We formally document all relationships between hedging instruments and hedged items, as well as our risk management objectives and strategy for undertaking the hedge. Hedge effectiveness is measured on a quarterly basis. This process includes specific identification of the hedging instrument and the hedged item, the nature of the risk being hedged and the manner in which the hedging instrument’s effectiveness will be assessed. At the inception of the hedge and on an ongoing basis, we assess whether the derivatives used in hedging transactions are highly effective in offsetting changes in cash flows of hedged items.

 

During the first three months of 2004 and 2003, deferred losses of $17.8 million and $17.3 million, respectively, were reclassified from OCI and charged to income as a reduction of oil and gas revenues. As of March 31, 2004, $66.4 million ($40.1 million, net of tax) of deferred net losses on derivative instruments recorded in OCI are expected to be reclassified to earnings during the next twelve-month period. During the first three months of 2004 we recognized expenses of $1.6 million from derivatives that do not qualify for hedge accounting and $0.1 million for ineffectiveness of derivatives that qualify for hedge accounting.

 

At March 31, 2004, we had the following open commodity derivative positions:

 

     Bbls / MMBtu Per Day

     2004

   2005

   2006

Crude Oil Swaps

              

Average price $23.89 per Bbl

   18,500      

Average price $24.79 per Bbl

      17,500   

Average price $25.28 per Bbl

         15,000

Natural Gas Swaps

              

Average price $4.45 per MMBtu

   20,000      

Natural Gas Costless Collars

              

Floor price of $4.00 per MMBtu

   20,000      

Cap price of $5.15 per MMBtu

              

Floor price of $4.75 per MMBtu

   10,000      

Cap price of $5.67 per MMBtu

              

 

Location and quality differentials attributable to our properties are not included in the foregoing prices. Because of the quality and location of our oil and gas production, these adjustments will affect our net price.

 

9


We utilize interest rate swaps to manage the interest rate exposure on our long-term debt. We currently have an interest rate swap agreement that expires in October 2004 that fixes the interest rate on $7.5 million of borrowings under our credit facility at 3.9% plus the LIBOR margin set forth in the credit facility (1.5% at March 31, 2004).

 

Note 4—Long-Term Debt

 

At March 31, 2004 long-term debt consisted of:

 

     Current

   Long-Term

Revolving credit facility

   $    $ 191,000

8.75% senior subordinated notes, including unamortized premium of $1.9 million

          276,862

Other

     511     
    

  

     $ 511    $ 467,862
    

  

 

At March 31, 2004 we had $191.0 million outstanding under our $500.0 million senior revolving credit facility. The credit facility provides for a borrowing base of $400.0 million that will be redetermined on a semi-annual basis, with us and the lenders each having the right to one annual interim unscheduled redetermination, and adjusted based on the Company’s oil and gas properties, reserves, other indebtedness and other relevant factors. Additionally, the credit facility contains a $50.0 million sub-limit on letters of credit. Borrowings under the credit facility are secured by 100% of the shares of stock of our domestic restricted subsidiaries and mortgages covering 80% of the total present value of our domestic oil and gas properties. The credit facility matures in April 2006. At March 31, 2004, we were in compliance with the covenants contained in our credit facility and could have borrowed the full amount available under the credit facility.

——————————

• TASKS TO PERFORM
1. Answer the following from the financial disclosure above:
(a) How often is hedge effectiveness measured?
(b) In what month and year does the interest rate swap agreement expire?
(c) What is the sub-limit on letters of credit under the credit facility?
2. Return every line of the records below that contains the string "yellow". Case counts.

——————————

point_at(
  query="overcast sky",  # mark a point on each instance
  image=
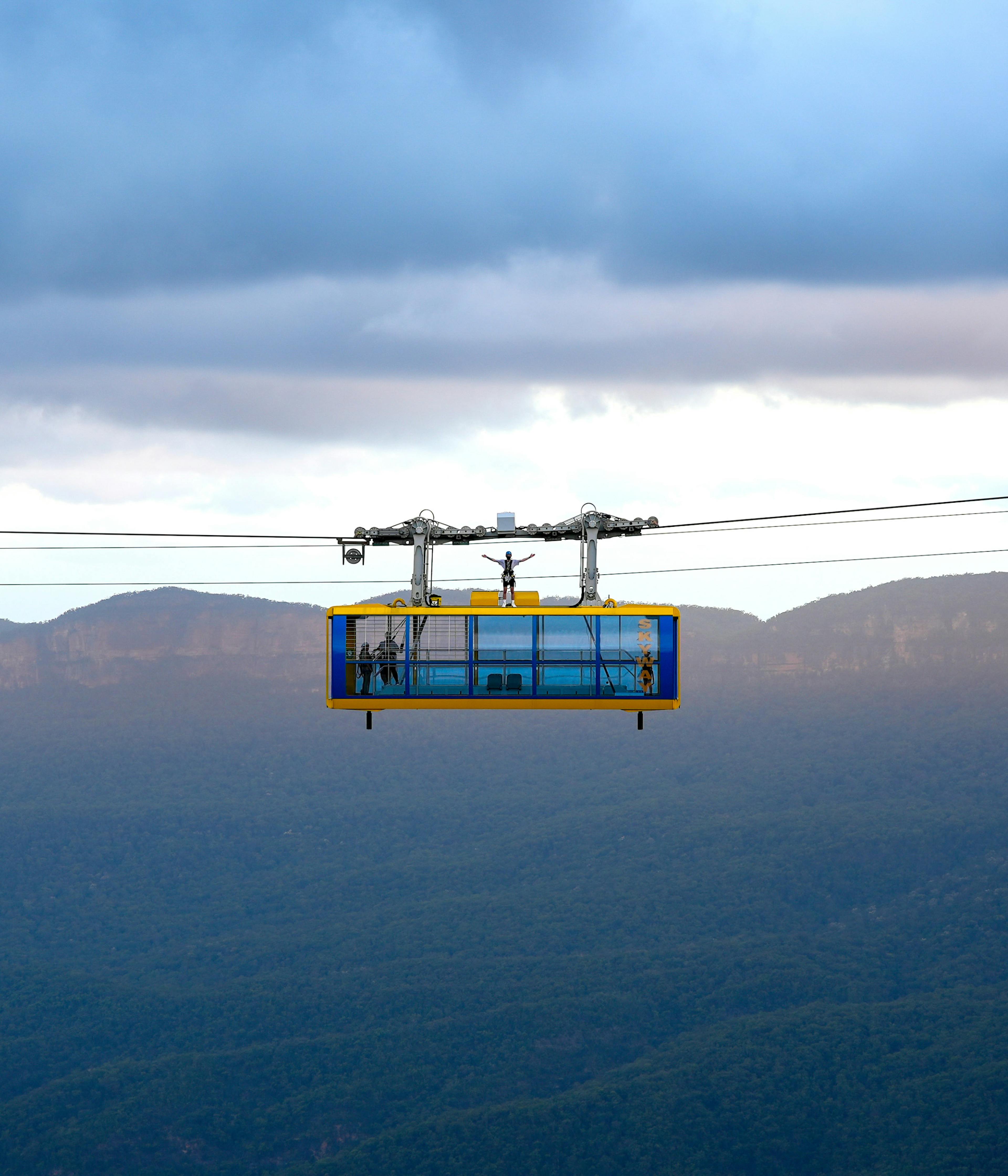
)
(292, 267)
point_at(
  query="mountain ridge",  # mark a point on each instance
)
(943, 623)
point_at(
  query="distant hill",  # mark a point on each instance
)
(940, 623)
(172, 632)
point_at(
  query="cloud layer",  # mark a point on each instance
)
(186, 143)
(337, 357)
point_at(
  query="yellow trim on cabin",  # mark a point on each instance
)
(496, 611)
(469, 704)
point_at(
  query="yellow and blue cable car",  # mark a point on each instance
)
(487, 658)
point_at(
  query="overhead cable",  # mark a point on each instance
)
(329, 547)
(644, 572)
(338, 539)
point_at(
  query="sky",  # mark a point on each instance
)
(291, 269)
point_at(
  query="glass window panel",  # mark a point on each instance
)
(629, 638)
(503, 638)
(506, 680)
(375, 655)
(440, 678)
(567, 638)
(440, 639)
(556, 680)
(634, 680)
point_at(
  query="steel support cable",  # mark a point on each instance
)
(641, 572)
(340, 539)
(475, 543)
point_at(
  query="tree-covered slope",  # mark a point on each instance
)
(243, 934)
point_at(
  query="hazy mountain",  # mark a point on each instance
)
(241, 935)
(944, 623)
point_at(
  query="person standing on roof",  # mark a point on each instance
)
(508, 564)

——————————

• EXERCISE RESPONSES
1.
(a) Quarterly.
(b) October 2004.
(c) $50.0 million.

2.
  query="yellow trim on cabin",  # mark a point on each instance
  query="yellow and blue cable car",  # mark a point on each instance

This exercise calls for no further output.